> **Requirement 1**
List every word or passage that appears inside double quotation marks in the comment thread below.
> **Requirement 2**
Retype the part of the comment thread below that opens with the words "Sure, I'll agree" and closes with "bunch of examples?".
──────── Study text
Sure, I'll agree that it's not even necessary to consider the works transformative or whatever.

FWIW, I don't think that AIs should be getting their own copyrights or anything like that, I'm just saying that the training data shouldn't forever taint the output no matter what's produced.

1 comments

>I mean, if a human looked at a bunch of art, essays, etc. and then was able to produce similar works, we'd normally consider that "learning." What word would you use for being able to reproduce Picasso (or whomever) by looking at a bunch of examples?

Would we? What you described sounds a lot more like copying than learning. That's why I asked the question I originally did. Your whole perspective seems to be based on an ignorant and misanthropic view of the arts. That art students just go to school to look at things so they can then reproduce things that look like those things. It's a bit asinine and insulting.

>Also I don't think I have defined "think" or "experience" at all. But I'd point out that I don't see anything like a principled boundary around them or that we can point to something that humans do that AIs don't or can't do. It seems to fall back on something that looks like qualia or subjective internal experience and philosophy hasn't resolved that with respect to other humans... except by analogy. "I think the other humans are like me and I have subjective internal experience, so they probably have it to, rather than being p-zombies."
────────────────
──────── Supplied records
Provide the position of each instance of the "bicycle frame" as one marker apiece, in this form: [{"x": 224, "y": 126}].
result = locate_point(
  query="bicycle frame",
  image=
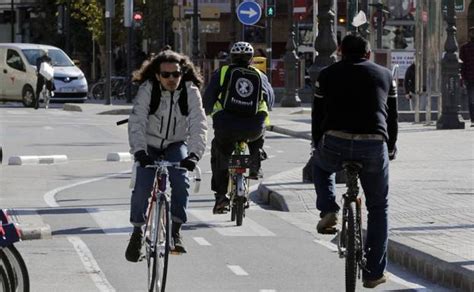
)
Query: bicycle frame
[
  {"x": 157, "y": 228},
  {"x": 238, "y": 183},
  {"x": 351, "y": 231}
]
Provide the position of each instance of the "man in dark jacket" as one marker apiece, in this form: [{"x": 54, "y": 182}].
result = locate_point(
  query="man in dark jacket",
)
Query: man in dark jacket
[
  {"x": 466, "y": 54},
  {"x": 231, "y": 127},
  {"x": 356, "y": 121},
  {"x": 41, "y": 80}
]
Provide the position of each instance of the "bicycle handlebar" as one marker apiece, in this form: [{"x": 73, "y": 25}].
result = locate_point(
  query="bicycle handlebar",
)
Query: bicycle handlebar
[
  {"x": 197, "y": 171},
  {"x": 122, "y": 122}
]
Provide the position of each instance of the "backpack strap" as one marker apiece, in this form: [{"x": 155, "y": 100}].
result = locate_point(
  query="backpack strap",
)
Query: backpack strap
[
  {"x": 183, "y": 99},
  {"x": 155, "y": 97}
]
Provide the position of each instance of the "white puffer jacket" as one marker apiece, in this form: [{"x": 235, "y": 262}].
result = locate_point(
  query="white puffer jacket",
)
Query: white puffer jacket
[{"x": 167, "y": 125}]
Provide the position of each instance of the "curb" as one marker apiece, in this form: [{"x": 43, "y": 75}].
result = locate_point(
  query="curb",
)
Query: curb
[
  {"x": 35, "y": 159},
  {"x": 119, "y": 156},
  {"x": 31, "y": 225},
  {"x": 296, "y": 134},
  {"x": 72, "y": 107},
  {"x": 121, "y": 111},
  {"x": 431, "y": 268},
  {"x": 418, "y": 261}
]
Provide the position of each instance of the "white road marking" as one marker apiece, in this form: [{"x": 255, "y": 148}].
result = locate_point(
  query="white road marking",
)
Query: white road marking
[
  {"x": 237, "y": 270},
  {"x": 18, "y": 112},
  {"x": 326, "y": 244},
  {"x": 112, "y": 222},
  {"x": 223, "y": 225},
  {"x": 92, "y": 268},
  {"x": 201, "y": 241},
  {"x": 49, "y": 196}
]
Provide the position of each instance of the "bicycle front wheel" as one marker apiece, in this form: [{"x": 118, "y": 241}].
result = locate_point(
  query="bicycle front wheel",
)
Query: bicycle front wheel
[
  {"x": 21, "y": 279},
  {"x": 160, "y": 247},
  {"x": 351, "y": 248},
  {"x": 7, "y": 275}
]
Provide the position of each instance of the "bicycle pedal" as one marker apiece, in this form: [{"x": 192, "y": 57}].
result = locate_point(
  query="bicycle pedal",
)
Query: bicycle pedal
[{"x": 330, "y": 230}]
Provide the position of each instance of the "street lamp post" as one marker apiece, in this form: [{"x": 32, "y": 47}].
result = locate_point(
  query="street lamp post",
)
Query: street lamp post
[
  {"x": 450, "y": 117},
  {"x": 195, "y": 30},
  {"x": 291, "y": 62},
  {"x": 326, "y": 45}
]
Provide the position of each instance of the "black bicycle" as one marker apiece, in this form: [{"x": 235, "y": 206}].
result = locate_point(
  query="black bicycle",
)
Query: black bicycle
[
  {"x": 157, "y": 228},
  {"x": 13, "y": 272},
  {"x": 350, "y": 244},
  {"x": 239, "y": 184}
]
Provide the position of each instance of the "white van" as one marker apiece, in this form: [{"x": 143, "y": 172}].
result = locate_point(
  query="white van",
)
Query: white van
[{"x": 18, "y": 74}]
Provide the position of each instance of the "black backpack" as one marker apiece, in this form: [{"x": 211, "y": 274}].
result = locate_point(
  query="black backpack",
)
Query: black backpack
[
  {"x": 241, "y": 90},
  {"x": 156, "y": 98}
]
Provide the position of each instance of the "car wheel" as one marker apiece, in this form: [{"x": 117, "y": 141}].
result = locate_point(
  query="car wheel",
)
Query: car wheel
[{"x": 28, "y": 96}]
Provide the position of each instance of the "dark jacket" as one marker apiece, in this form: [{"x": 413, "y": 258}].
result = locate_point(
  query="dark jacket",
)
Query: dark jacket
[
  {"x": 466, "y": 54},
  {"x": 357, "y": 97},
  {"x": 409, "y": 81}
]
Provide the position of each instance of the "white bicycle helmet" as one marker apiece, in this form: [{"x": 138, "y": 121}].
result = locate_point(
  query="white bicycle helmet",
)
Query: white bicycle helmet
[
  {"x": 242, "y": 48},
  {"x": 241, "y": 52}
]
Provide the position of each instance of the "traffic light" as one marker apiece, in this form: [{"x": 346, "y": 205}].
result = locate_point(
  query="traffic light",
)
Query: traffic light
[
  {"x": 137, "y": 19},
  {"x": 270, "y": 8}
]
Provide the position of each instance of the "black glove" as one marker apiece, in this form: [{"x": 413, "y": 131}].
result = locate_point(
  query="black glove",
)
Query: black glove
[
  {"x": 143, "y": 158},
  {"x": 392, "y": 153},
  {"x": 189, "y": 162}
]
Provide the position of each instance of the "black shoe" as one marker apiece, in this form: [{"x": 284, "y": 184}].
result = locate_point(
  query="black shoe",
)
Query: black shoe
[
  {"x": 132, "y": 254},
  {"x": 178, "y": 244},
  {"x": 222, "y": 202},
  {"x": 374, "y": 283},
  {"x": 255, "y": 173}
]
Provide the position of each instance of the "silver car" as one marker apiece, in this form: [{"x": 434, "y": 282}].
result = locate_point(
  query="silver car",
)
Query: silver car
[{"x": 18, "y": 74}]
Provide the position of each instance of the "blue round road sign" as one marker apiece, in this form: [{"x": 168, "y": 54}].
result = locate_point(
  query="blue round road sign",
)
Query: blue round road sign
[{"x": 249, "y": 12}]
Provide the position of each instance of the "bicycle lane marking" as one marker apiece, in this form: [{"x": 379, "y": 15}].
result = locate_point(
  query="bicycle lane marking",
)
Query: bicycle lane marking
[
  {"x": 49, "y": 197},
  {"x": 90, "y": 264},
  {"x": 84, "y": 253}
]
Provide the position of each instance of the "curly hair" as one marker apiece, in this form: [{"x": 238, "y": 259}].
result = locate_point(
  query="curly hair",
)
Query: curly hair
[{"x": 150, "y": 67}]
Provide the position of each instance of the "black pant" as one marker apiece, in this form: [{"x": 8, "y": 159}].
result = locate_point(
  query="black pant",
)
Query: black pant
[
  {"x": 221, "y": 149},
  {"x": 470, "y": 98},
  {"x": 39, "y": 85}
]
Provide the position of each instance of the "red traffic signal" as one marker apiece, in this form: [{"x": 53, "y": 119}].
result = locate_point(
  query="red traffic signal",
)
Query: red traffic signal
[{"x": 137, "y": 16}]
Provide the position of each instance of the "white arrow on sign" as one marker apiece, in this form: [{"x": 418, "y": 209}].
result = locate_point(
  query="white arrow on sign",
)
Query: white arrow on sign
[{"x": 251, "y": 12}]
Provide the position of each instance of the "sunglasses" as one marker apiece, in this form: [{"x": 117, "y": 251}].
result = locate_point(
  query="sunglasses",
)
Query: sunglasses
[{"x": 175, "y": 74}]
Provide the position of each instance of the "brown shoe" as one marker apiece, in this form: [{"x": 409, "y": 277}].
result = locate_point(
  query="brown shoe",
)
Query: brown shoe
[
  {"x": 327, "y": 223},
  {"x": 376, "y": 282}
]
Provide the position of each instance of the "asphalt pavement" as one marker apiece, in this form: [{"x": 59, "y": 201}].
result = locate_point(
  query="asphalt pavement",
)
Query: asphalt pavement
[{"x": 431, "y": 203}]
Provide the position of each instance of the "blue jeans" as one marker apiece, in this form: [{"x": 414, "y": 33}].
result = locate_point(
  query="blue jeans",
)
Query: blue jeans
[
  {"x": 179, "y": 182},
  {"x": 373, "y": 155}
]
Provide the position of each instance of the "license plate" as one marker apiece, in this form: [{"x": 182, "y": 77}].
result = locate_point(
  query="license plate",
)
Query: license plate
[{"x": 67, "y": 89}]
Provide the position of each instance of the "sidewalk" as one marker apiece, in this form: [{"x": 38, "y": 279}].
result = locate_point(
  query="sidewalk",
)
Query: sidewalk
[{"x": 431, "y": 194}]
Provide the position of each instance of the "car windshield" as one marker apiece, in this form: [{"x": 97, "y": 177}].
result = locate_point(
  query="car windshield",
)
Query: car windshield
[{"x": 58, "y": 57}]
────────────────
──────── Supplied records
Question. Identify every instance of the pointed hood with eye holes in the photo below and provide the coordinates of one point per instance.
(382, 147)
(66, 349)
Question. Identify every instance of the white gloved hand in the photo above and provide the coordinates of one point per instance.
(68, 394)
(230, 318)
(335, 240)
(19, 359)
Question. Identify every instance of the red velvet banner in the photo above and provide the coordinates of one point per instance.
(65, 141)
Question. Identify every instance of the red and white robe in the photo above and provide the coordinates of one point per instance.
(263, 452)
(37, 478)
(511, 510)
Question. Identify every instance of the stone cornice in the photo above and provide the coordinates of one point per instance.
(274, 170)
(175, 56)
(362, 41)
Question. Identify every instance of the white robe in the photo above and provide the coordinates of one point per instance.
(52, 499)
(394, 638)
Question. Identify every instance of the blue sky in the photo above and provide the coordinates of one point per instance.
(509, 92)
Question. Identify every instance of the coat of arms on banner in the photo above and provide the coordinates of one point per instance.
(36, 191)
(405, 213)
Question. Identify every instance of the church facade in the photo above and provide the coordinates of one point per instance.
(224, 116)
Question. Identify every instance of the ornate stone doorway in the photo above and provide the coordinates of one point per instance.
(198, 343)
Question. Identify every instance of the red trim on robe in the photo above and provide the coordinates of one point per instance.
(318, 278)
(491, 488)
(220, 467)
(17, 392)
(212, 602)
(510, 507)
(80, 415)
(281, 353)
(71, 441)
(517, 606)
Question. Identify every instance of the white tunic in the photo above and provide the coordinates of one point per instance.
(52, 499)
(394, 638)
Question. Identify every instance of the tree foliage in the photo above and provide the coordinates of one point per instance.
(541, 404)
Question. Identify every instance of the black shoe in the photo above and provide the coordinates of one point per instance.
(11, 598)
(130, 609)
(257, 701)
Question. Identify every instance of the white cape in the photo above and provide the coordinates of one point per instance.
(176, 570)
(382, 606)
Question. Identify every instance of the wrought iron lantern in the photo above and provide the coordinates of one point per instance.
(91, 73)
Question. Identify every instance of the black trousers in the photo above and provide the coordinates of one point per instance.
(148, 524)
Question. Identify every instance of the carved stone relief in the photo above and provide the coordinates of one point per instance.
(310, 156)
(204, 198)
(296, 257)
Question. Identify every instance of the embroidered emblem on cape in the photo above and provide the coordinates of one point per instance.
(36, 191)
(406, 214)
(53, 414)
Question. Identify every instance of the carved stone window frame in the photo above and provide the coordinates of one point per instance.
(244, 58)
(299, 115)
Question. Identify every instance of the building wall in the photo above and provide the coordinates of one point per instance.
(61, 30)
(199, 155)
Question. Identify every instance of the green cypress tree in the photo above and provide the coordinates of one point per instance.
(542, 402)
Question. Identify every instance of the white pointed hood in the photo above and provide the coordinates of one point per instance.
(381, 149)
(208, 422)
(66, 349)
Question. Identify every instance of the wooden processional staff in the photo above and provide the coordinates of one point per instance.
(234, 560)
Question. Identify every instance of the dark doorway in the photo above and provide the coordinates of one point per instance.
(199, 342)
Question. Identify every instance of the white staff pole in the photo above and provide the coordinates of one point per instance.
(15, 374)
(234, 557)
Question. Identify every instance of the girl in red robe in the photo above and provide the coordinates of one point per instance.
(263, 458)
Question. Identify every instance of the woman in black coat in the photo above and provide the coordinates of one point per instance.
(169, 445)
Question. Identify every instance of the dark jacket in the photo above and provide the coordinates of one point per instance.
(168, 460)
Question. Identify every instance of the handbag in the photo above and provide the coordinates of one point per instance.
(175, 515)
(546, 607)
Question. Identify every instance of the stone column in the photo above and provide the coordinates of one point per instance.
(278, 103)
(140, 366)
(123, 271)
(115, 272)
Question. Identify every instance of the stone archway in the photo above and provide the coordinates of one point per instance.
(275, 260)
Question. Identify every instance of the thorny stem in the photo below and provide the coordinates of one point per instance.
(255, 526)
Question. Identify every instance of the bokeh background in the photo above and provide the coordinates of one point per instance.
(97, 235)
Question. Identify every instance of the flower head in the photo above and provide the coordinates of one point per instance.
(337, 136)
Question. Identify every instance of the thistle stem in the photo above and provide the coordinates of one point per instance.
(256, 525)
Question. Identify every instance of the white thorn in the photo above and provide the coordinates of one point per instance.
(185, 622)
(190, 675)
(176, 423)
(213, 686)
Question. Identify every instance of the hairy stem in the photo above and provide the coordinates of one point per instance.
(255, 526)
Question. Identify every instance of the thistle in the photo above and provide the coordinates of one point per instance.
────────────────
> **Answer section 1**
learning
think
experience
I think the other humans are like me and I have subjective internal experience, so they probably have it to, rather than being p-zombies.

> **Answer section 2**
Sure, I'll agree that it's not even necessary to consider the works transformative or whatever.

FWIW, I don't think that AIs should be getting their own copyrights or anything like that, I'm just saying that the training data shouldn't forever taint the output no matter what's produced.

1 comments

>I mean, if a human looked at a bunch of art, essays, etc. and then was able to produce similar works, we'd normally consider that "learning." What word would you use for being able to reproduce Picasso (or whomever) by looking at a bunch of examples?